▸ Written exercise: Find each line in the rows below that contains the word "what" and copy those lines. Case counts.
--- Dataset ---
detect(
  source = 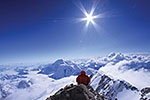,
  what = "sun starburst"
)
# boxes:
[78,2,102,28]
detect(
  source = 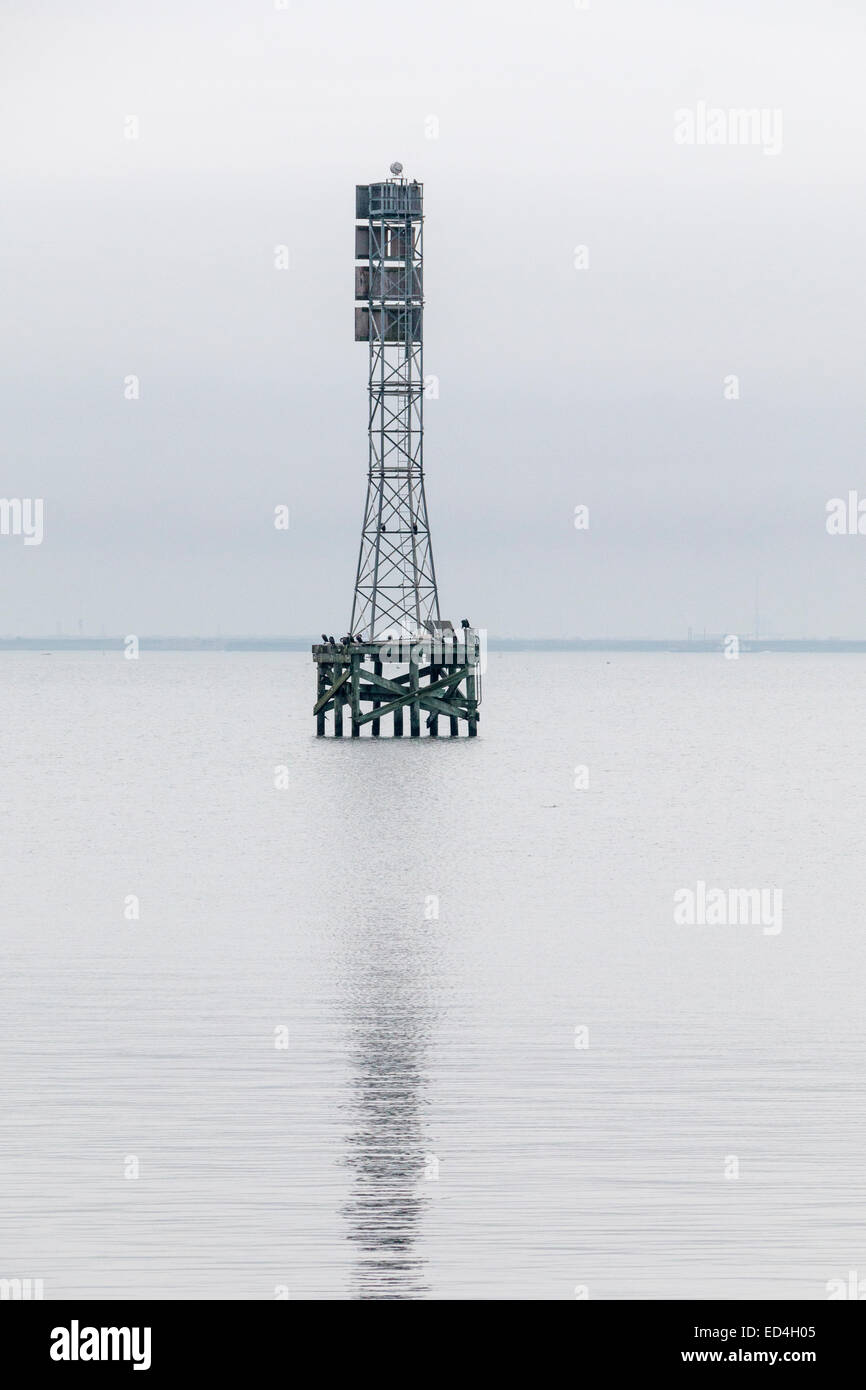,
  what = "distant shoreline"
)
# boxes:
[0,635,866,653]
---
▸ Result of the task:
  what = "sun starburst"
  what = "distant shoreline"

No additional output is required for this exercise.